> [INSTRUCTIONS TO FOLLOW]: Please give the number of years Alice Achu has been on the Kampala streets, according to the account of street begging below.

#### DOCUMENT EXTRACT ####

It is 6:35am; I greet her and look for ways of beginning a conversation. "That water must be very cold, right?" I tell her. "Yes, it is, but if you do not bathe now, there is no other opportunity as the town will be fi lled with people."
"Where do you fetch the water from?" "From Nakivubo Channel, there is some clean water that comes from the springs. Sometimes we get it from the Old Park late in the night. During the day, they beat us if we try to get the water," she explains. "How often do you bathe?" I inquire.
"Every day, around this time," she replies. "Why don't you undress fully and bathe at once?" "I also do not know, I have grown up bathing like that." "Why is everyone going that side of Owino market?"
"To pick some grains, tomatoes and matooke that fall off the trader's vehicles during offloading. And that is where I am heading too." I thank her for the information and give her sh2,000, for which she smiles and thanks me.
BUSINESS HIGHS AND LOWS
7:05am finds me at Standard Chartered Bank on Speke Road. I sit on the steps at the Statue of Liberty and open my Facebook page on phone. No beggar arrives till 11:45am when three women carrying children on their backs show up.
Then, other children, of four to nine years, come, as women follow closely. They start 'working' right away. Altogether, there are 11 children, of two to nine years.
A few lucky ones receive some money. A woman wearing hijab offers money to all the children and their 'aunts'. Still, it is mostly pedestrians giving, people travelling in cars close the windows as soon as the beggars approach.
Most times, women sit at a distance, keeping watch of their children begging. Whatever he 'harvests' is deposited with her
One woman driving an Ipsum says to a beggar: "If I give you something to eat, you will not return home and more of you will flood the streets." Here, at every interval of about 20 minutes, the women collect the money from the children.
And like elsewhere, the most harvesting time is 5:00pm to 7:00pm. At 8:00pm the women gather the children, making sure no one is left behind as they return 'home'.
My last day's assignment is different. I have to get closer and talk to them. It is Monday, 6 August. I arrive at Uganda House at midday. I have a box of Safi drink and milk biscuits and start distributing to the children and the women. I also give each woman sh1,000 to earn their trust.
I then ask if one of them can stay with me because I need to get some information. One volunteers and the rest go back to their begging stations.
She says she is Alice Achu, her baby is from an Itesot man who got tired of being on the streets and returned to Soroti. I learn that the women are impregnated by fellow beggars on the street. At 20, Alice already has four children, her fi rst coming at the age of 14, out of rape on the streets, she says.
Achu came from Moroto and has been on the Kampala streets for six years. She was lured to Kampala by a friend who convinced her there were jobs in the city.

#### DATA SECTION ####

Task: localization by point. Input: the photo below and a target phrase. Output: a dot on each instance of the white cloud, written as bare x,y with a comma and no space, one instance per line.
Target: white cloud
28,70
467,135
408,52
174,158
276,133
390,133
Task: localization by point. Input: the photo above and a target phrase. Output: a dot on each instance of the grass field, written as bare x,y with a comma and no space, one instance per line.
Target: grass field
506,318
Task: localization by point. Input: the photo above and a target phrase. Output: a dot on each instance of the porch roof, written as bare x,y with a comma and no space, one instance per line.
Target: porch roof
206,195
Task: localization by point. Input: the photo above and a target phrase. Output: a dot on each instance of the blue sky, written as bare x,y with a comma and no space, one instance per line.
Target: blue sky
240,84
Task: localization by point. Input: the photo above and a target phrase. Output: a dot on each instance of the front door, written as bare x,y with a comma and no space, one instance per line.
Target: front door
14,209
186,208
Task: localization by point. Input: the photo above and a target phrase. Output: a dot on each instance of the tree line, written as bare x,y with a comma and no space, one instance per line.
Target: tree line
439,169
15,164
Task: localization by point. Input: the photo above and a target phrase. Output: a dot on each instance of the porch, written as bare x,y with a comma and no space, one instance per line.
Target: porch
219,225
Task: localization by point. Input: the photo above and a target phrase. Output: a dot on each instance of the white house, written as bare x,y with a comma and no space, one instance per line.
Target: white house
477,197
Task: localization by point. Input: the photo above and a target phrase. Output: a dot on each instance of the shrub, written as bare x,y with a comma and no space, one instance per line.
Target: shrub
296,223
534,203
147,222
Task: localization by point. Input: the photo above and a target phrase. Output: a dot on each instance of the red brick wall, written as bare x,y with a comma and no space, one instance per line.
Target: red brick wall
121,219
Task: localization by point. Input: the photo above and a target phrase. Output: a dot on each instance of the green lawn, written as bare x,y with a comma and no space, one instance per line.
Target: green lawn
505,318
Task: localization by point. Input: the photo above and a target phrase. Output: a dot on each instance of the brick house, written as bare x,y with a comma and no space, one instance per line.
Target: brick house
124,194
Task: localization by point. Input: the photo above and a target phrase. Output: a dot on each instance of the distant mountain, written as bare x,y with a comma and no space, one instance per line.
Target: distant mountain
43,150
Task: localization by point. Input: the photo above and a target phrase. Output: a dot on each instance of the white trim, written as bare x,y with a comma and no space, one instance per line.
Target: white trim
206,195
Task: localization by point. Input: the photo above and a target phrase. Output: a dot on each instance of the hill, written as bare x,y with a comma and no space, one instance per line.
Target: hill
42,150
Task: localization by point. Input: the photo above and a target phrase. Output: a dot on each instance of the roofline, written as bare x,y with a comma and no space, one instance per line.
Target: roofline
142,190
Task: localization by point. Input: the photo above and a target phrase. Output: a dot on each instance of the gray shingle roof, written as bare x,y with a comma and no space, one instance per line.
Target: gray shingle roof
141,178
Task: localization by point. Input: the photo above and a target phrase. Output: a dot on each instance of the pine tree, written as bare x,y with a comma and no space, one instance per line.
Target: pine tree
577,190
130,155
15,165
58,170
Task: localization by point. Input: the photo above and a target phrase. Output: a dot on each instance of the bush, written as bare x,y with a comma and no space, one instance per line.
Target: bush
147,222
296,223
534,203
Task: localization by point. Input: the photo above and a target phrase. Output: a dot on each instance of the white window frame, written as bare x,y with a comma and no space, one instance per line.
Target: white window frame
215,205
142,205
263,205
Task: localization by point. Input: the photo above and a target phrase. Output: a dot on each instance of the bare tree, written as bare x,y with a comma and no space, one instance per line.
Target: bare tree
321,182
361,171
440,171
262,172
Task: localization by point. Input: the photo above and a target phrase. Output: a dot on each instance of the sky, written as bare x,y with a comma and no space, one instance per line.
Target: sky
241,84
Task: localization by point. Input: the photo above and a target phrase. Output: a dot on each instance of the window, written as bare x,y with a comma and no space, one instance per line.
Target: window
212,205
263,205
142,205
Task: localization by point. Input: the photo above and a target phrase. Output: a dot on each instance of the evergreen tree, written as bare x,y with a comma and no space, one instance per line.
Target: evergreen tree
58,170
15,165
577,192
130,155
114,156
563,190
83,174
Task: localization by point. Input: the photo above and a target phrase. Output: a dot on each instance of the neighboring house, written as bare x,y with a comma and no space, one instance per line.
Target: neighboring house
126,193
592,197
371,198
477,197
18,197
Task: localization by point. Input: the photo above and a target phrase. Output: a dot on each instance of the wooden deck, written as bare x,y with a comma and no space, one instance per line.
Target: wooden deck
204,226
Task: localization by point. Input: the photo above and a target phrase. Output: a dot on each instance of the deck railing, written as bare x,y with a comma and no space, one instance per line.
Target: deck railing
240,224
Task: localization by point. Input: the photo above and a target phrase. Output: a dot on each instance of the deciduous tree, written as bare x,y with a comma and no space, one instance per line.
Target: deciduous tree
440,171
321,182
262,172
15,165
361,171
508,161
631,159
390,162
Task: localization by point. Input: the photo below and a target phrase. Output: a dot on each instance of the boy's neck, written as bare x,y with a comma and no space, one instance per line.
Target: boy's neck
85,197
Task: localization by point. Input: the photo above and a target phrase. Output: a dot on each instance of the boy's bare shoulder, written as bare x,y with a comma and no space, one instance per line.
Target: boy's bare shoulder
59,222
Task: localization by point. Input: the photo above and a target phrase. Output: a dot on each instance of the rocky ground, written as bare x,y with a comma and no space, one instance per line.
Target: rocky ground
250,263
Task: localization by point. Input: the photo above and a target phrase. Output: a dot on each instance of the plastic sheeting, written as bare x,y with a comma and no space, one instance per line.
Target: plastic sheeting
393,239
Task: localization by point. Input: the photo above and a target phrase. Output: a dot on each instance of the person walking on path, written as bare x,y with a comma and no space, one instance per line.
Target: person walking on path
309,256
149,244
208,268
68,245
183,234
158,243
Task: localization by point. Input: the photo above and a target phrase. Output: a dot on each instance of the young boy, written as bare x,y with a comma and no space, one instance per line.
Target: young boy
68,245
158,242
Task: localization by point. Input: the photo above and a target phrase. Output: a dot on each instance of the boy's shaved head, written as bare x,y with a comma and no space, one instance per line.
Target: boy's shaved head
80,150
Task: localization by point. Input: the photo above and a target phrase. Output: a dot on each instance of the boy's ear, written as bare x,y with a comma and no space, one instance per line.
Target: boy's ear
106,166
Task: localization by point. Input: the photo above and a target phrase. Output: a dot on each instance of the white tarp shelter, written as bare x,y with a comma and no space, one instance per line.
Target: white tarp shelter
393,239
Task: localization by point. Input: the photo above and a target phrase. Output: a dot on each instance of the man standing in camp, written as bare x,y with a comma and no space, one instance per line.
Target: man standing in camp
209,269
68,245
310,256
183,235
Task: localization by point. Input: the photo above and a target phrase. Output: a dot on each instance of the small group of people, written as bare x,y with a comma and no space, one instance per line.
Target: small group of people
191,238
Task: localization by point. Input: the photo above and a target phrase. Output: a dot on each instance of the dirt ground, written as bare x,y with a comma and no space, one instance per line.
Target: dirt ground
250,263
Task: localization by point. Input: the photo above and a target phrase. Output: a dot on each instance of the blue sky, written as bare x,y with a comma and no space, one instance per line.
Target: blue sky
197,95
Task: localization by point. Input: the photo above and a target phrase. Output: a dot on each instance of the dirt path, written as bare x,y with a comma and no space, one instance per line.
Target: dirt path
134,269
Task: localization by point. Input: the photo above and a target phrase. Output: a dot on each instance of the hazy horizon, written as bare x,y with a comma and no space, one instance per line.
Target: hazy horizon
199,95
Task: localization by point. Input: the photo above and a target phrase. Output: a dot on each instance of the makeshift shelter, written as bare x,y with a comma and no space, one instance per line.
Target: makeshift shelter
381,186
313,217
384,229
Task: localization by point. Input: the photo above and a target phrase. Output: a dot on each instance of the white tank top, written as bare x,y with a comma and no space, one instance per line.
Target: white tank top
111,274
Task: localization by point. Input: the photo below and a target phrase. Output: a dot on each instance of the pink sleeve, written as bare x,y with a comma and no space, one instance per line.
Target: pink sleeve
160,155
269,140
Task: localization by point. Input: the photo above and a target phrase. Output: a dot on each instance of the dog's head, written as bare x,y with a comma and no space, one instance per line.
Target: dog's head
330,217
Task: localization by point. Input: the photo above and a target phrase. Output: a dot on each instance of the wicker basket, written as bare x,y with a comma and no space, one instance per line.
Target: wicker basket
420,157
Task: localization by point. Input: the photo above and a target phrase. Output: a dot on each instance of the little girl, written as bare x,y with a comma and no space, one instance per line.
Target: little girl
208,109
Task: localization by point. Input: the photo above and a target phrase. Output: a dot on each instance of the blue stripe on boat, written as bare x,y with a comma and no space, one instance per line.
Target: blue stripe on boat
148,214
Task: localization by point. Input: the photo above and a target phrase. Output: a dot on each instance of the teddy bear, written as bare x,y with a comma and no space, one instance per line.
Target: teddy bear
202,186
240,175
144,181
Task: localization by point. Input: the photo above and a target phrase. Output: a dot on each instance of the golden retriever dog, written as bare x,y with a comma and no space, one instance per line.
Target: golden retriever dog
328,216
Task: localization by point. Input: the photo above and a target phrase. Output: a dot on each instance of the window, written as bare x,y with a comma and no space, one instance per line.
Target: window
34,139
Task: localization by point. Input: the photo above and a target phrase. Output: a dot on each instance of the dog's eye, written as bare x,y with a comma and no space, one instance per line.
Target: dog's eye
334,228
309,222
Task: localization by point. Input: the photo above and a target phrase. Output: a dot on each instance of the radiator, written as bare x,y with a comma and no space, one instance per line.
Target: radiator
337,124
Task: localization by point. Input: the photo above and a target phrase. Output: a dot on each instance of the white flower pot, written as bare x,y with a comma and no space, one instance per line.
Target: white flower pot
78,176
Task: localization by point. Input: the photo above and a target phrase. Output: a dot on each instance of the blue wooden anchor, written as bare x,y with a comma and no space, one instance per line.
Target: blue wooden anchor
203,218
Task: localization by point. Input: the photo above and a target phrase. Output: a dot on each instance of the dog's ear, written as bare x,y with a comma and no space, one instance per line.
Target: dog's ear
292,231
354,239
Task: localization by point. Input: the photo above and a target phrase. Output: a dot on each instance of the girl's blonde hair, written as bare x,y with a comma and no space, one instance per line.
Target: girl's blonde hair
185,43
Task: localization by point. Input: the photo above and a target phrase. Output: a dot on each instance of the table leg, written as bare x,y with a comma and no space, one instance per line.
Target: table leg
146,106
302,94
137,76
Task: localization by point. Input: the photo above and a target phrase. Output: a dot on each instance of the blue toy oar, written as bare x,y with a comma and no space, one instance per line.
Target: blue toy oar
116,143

####

> [REPLY TO THE TASK]: Six years.